▶ [TEXT PROVIDED]
[Start of Attachment]

Hi and welcome to Failurology; a podcast about engineering failures. I’m your host, Nicole
And I’m Brian. And we’re both from Calgary, AB.
We’re back from summer and we have some news. We’ve made the very tough decision to extend our hiatus. But have no fear, like any good engineer, we have a plan. As of the release of this episode, we have 49 mini failures in our content library. Most of you have never heard those episodes before. So going forward from this episode, we will be releasing one mini failure a week, yes you heard that correctly, we are going to a weekly format for the mini failure releases. One mini failure + releases of a couple of our favourite regular episodes, will be released weekly for the next year.
If you are a patreon subscriber, and this is brand new information, go back and listen to mini failure 49 where we get into the details of how this change will impact our Patreon page.
Even though we won’t be releasing new content, you can still email us at firstname.lastname@example.org, follow us on LinkedIn, or tweet us @failurology. Our website will stay live, although I won’t be updating the website pages, you can find that at www.failurology.ca.
Also, important to mention, if you are listening to this on youtube, we will no longer be releasing episodes on that platform. So make sure to follow and subscribe to our show on one of the traditional apps, we will be over there.
Just as a final parting thought, thank you to all of you for the support over the last three years, and we hope you enjoy the mini failures over the next year.
Now on to this week’s engineering failure; seismic design or earthquake engineering.
● The overall goal of seismic design is to make structures like bridges or buildings more resistant to earthquakes. The main goal is for people to exit the building safely and for the building to not collapse and cause more damage. But beyond that there are many levels to seismic design. You could go as far as designing an earthquake proof building that still functions after an earthquake; and many evacuation centers or hospital trauma centers are built this way.
● There have been a number of major earthquakes over the years. Some common ones that come to mind are the Turkey earthquakes earlier this year, the 2011 Christchurch earthquake, and then about two weeks later the 2011 Tohoku earth off the coast of Japan that caused a huge tsunami and took out Fukushima Daiichi, the 2004 Indian Ocean earthquake which caused the Boxing Day tsunami off the coast of Indonesia, and the 1989 Loma Prieta earthquake in california, which we’ve talked about on a few previous episodes.
● Which brings me to my next point and a bit of an agenda for this episode. We’re going to talk about how earthquakes are measured and detected, how earthquake engineering has evolved over the years, and we’re also going to talk about the impact of earthquakes with respect to the generation of tsunamis. Because as interesting as earthquakes themselves are, I find I am drawn into the science of tsunamis just as much if not more.
● Before we can dive into the science of earthquakes, tsunamis, and the engineering to protect us from them, let’s talk about what an earthquake is and how we know its coming.
● An earthquake is the shaking of the surface of the earth caused by a sudden release of energy in the earth’s lithosphere — which is the outermost rocky shell of the earth’s crust. There is likely a most sciency way to discuss this, but for the purpose of this podcast, rocky shell will do. We are not dirt people.
● This shaking of the earth causes seismic waves that vary in frequency, type and size. A big earthquake in a deserted area will likely have less impact than a smaller earthquake in a highly populated area that has not adopted seismic design regulations.
● The lithosphere, or rocky shell is made of tectonic plates that are continually moving and shifting. For the most part, as the plates shift, they slide past each other smoothly, but if there are any irregularities, the plates enter what’s called stick-slip behavior. Essentially, the energy to move the stuck plates builds up until it overcomes the sticking and the plates jerk forward past that irregularity. The bigger the irregularity and the higher the energy to get it past it, but bigger the earthquake.

[End of Attachment]

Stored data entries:
[Start of Attachment]

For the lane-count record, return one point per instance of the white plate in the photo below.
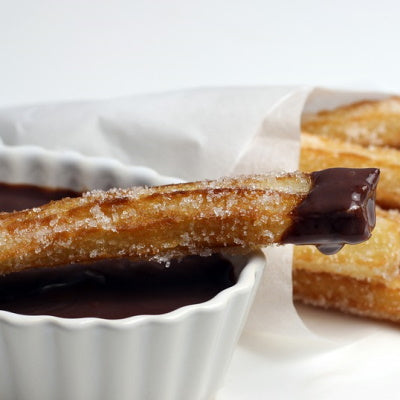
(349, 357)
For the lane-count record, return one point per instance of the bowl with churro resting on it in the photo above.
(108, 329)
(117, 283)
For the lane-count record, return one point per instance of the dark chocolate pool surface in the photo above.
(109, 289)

[End of Attachment]

▶ [PROBLEMS AND TASKS]
(a) Write out the passage from the podcast transcript that begins at the words "Hi and welcome" and stops after "for the next year.".
(b) Rewrite the podcast transcript paragraph that opens with "The overall goal of seismic design" as a short list of its main points.
(c) In the podcast transcript, on which platform will episodes no longer be released?

▶ [COMPLETED EXERCISE]
(a)
Hi and welcome to Failurology; a podcast about engineering failures. I’m your host, Nicole
And I’m Brian. And we’re both from Calgary, AB.
We’re back from summer and we have some news. We’ve made the very tough decision to extend our hiatus. But have no fear, like any good engineer, we have a plan. As of the release of this episode, we have 49 mini failures in our content library. Most of you have never heard those episodes before. So going forward from this episode, we will be releasing one mini failure a week, yes you heard that correctly, we are going to a weekly format for the mini failure releases. One mini failure + releases of a couple of our favourite regular episodes, will be released weekly for the next year.

(b)
- Seismic design aims to make structures such as bridges and buildings more resistant to earthquakes.
- Its main goal is for people to exit safely and for the building not to collapse and cause more damage.
- Seismic design has many levels beyond that.
- At the highest level, a building can be designed to be earthquake proof and still function after an earthquake.
- Many evacuation centers and hospital trauma centers are built this way.

(c) YouTube.